> _TEXTE FOURNI_:
↓↓↓

Economie, éthique et politique : faut-il taxer les super-profits ?
Clément Viktorovitch revient chaque semaine sur les débats et les enjeux politiques. Dimanche 4 septembre : la taxation des super-profits.
C’est en effet l’un des grands débats de cette fin d’été. Avec l’envolée des prix de l’énergie, certaines entreprises ont vu leurs bénéfices battre des records – au premier rang desquelles, bien sûr, les groupes pétro-gaziers. Faut-il, alors, taxer ces superprofits ? Sans surprise, le patronat s’y oppose, comme n’a pas manqué de le faire savoir Geoffroy Roux de Bézieux, le président du Medef. Avec 27 milliards de recettes supplémentaires, ce serait en fait "l’État" qui serait le premier des "superprofiteurs."

↑↑↑

> _VOTRE OBJECTIF_:
Rédigez la suite du texte sur la taxation des superprofits, en reprenant juste après sa dernière phrase.

> _ENTRÉES EXTRAITES_:
↓↓↓

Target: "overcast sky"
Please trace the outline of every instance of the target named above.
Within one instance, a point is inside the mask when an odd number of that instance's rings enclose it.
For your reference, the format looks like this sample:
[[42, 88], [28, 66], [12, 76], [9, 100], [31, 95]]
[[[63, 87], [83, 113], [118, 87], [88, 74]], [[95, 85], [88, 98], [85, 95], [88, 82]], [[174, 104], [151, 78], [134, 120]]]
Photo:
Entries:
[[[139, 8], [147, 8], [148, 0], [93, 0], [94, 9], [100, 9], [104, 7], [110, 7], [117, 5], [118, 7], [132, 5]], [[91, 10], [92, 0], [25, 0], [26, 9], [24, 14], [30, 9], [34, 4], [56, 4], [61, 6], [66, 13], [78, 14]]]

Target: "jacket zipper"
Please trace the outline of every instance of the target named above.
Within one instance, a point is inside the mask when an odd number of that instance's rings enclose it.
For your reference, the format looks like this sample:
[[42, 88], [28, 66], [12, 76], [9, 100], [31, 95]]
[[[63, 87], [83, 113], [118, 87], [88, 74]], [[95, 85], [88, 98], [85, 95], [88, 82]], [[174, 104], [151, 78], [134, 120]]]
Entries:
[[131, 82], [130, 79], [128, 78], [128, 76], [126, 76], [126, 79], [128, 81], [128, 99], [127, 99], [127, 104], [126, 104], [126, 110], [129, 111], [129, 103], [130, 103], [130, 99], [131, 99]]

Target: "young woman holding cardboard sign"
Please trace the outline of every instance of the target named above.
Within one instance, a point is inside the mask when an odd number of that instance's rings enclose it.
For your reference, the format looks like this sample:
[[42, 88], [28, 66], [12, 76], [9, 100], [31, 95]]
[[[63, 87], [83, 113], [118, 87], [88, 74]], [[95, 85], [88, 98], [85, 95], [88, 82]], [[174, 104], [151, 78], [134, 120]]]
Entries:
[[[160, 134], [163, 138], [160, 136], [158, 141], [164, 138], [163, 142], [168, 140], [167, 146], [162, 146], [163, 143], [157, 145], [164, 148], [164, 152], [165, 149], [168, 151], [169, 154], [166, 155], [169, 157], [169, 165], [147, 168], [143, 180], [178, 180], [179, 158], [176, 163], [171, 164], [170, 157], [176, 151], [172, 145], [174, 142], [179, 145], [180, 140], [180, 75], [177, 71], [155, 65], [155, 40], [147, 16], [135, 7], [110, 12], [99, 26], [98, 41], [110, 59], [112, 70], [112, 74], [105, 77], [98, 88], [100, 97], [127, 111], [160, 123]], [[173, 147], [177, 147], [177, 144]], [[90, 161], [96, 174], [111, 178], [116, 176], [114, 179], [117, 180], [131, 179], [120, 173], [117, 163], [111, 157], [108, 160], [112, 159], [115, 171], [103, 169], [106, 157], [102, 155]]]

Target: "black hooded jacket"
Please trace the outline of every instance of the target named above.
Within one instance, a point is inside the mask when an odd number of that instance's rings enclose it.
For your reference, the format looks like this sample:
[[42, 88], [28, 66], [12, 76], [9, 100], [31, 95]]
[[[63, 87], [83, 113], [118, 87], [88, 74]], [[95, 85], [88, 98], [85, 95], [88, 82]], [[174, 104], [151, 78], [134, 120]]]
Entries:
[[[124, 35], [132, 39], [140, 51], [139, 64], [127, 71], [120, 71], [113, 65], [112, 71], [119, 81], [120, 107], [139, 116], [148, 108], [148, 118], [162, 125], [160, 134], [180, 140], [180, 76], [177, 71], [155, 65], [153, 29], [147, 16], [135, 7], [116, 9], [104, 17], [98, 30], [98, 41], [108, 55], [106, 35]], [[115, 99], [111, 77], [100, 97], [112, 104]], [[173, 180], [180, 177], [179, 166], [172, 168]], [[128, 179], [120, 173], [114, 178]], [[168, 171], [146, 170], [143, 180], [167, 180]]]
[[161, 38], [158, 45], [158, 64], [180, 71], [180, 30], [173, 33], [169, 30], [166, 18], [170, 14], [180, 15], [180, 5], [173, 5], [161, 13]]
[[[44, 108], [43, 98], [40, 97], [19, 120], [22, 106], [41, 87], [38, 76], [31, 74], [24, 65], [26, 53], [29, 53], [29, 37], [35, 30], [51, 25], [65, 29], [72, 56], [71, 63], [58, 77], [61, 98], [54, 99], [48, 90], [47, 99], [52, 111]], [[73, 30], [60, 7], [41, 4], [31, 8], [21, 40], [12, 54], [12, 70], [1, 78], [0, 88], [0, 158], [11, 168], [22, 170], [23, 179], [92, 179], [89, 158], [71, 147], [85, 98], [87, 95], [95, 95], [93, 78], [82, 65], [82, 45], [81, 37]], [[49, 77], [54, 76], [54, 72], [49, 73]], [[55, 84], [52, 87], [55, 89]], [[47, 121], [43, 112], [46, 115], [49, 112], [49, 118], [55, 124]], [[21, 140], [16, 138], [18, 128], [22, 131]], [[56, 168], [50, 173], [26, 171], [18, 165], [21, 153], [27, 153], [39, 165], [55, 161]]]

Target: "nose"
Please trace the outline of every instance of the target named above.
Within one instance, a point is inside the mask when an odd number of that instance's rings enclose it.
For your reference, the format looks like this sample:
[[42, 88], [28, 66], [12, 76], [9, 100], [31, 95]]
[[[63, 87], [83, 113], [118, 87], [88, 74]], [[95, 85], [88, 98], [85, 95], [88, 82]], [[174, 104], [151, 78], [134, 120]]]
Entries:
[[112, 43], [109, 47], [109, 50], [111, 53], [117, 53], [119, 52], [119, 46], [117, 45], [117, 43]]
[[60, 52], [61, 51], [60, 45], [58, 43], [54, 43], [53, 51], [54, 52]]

↑↑↑

> _BONNE RÉPONSE_:
L'argument me semble totalement fallacieux. Commençons par rappeler que le budget de la France est structurellement en déficit, et que la dette s’est creusée de plus de 400 milliards d’euros ces deux dernières années. On est tout de même loin de la surabondance…
Surtout, et plus fondamentalement, il faut rappeler que l’Etat n’est pas un acteur privé. Quand une entreprise génère un surcroît de profit, elle en utilise une partie pour rémunérer ses actionnaires, sous forme de dividendes, dont ils disposent à leur guise. Quand l’État fait entrer un surcroît de recettes, il l’utilise pour augmenter le salaire des enseignants, recruter des infirmières, soutenir les foyers précaires, ou rembourser la dette qui pèse sur les générations futures.
Cela fait des années qu’on entend cette petite musique selon laquelle l’État serait un profiteur qui se goinfrerait sur le dos des entreprises. Non, l’Etat n’est pas un puit sans fond où l’argent disparaîtrait : les recettes sont toujours redistribuées à la population – d’une manière ou d’une autre, et avec plus ou moins d’efficacité c’est vrai, mais elles sont toujours redistribuées.
La taxation des super-profits, une bonne idée ?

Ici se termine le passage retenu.